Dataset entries
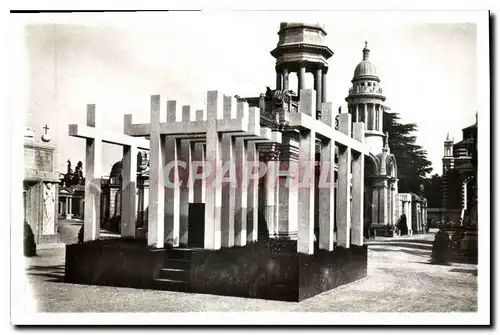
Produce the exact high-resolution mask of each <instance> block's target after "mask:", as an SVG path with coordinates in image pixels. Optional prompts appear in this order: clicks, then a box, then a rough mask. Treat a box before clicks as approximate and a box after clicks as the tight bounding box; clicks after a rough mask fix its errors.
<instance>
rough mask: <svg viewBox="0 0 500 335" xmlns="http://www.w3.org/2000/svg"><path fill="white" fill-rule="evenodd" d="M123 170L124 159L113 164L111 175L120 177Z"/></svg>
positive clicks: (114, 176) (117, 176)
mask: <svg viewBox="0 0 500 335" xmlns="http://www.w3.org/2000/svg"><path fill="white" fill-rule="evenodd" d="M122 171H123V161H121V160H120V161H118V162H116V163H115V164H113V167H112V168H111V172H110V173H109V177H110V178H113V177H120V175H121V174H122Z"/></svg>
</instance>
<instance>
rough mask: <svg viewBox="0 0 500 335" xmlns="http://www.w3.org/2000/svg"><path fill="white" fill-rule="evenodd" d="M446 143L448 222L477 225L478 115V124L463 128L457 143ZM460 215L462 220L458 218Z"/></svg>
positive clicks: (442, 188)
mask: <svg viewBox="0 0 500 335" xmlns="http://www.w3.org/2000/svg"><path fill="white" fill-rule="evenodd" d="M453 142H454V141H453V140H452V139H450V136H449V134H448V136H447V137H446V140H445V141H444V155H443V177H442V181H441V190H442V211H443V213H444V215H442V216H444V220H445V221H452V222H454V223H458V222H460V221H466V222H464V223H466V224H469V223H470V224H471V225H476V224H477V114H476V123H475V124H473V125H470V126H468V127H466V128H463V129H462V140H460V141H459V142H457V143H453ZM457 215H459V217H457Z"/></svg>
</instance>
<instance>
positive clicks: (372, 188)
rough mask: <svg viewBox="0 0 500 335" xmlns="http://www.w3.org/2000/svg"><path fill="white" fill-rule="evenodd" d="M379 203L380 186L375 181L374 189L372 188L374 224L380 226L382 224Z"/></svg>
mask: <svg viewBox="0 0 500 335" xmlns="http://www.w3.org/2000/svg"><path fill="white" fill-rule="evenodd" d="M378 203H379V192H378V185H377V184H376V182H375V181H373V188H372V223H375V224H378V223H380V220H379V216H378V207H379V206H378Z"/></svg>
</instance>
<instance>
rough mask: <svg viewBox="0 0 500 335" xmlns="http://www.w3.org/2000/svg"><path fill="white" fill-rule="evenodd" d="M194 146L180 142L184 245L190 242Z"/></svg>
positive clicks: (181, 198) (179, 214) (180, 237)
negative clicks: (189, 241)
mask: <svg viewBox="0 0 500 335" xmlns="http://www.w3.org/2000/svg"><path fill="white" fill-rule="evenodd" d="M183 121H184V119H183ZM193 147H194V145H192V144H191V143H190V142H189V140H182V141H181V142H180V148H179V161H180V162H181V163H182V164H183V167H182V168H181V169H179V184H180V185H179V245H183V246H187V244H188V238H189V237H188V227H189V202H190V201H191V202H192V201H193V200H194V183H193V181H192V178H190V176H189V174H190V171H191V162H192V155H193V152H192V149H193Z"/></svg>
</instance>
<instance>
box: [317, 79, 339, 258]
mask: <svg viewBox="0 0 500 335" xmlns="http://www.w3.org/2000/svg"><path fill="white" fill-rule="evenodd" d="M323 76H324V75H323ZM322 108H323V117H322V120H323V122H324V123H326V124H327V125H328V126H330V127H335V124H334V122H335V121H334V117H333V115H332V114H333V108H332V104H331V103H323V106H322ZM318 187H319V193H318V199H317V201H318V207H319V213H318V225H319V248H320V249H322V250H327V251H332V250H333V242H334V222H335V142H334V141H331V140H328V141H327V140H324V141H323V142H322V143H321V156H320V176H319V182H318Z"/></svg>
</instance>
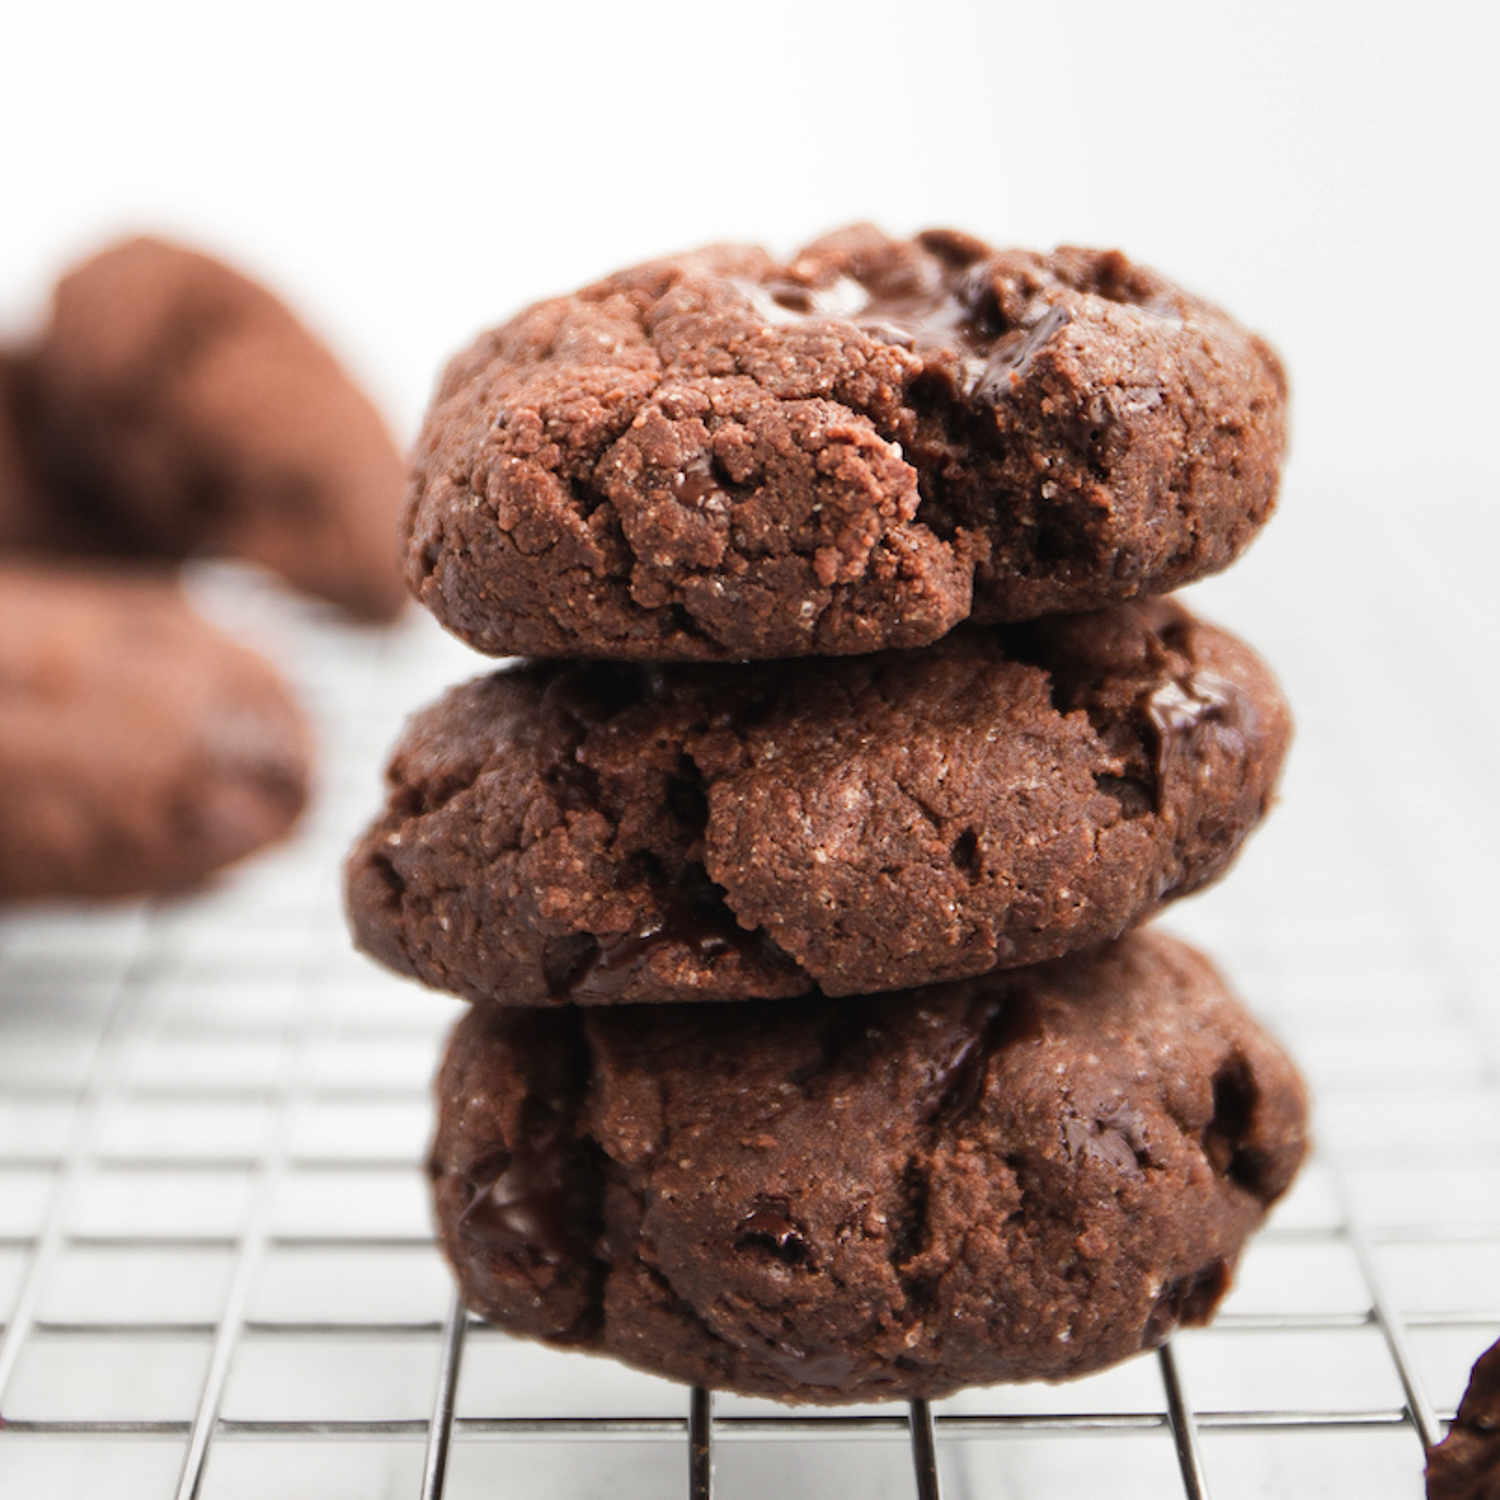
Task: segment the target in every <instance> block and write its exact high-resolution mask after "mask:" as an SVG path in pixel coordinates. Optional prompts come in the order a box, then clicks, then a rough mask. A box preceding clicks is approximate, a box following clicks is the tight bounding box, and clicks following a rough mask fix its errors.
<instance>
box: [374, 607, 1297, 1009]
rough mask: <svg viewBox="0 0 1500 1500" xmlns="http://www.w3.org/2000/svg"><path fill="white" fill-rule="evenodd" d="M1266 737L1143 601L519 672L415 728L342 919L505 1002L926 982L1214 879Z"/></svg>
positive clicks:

---

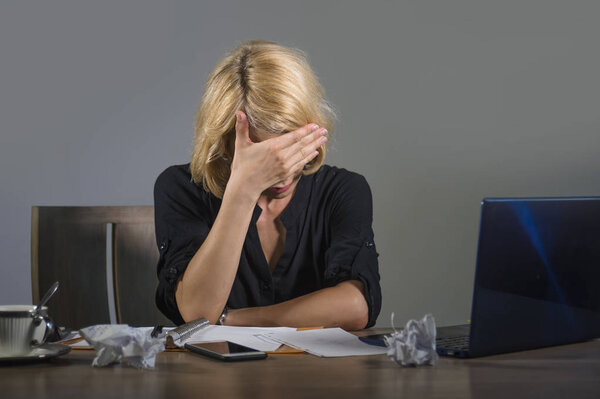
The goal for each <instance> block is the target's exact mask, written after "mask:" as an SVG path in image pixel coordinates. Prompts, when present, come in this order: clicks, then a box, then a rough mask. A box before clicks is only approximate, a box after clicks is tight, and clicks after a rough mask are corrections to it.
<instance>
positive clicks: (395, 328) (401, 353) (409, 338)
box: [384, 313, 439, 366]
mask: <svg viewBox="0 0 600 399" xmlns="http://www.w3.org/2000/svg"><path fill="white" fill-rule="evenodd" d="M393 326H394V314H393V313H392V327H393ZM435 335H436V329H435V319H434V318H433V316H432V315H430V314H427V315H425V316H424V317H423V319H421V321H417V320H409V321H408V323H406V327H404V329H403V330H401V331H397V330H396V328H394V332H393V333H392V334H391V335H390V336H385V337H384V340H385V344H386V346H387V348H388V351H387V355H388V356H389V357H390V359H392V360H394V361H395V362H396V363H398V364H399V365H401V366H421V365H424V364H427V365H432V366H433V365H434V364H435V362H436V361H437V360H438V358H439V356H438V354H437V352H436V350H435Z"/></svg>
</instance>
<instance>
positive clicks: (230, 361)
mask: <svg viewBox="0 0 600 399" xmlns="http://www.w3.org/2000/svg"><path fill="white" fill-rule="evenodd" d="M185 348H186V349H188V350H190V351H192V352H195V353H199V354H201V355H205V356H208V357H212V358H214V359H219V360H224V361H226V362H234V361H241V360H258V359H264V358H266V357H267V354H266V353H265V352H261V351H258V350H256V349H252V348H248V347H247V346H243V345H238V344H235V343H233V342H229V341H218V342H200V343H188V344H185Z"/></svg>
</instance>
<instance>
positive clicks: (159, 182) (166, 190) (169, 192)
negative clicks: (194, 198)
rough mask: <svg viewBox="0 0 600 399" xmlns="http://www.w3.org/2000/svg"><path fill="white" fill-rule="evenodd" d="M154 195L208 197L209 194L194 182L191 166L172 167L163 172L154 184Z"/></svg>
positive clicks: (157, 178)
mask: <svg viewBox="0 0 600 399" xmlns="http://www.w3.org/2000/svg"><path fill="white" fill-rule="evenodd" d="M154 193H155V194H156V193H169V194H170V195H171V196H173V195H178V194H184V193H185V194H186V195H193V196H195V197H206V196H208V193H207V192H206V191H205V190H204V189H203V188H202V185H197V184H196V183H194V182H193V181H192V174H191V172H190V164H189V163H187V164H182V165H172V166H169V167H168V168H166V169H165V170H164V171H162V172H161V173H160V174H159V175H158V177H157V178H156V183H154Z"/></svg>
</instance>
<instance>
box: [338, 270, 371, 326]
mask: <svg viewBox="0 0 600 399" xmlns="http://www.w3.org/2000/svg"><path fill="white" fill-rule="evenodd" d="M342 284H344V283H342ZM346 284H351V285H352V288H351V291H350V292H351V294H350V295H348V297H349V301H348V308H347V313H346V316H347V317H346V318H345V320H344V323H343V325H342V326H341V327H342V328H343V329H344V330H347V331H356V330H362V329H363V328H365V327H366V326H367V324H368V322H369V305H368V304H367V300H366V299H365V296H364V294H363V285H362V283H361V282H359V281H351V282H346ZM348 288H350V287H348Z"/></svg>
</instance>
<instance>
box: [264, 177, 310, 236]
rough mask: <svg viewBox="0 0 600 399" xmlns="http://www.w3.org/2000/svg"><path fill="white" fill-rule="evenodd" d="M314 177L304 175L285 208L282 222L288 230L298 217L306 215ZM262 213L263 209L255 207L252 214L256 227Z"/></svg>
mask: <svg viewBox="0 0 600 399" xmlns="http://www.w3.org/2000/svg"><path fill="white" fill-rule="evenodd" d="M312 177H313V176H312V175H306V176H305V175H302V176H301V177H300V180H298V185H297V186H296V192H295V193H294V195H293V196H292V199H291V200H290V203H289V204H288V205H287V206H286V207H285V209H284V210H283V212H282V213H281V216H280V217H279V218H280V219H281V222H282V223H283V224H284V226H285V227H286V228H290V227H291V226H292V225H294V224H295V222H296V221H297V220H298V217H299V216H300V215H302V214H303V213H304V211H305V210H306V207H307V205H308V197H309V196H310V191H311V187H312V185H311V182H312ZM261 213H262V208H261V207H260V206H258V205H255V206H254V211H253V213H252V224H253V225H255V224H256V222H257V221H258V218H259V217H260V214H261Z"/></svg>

**Task prompt:** Determine how many lines in the dataset entries above contain the string "then", with case taken into account. Give only the number.

**Written reply:** 3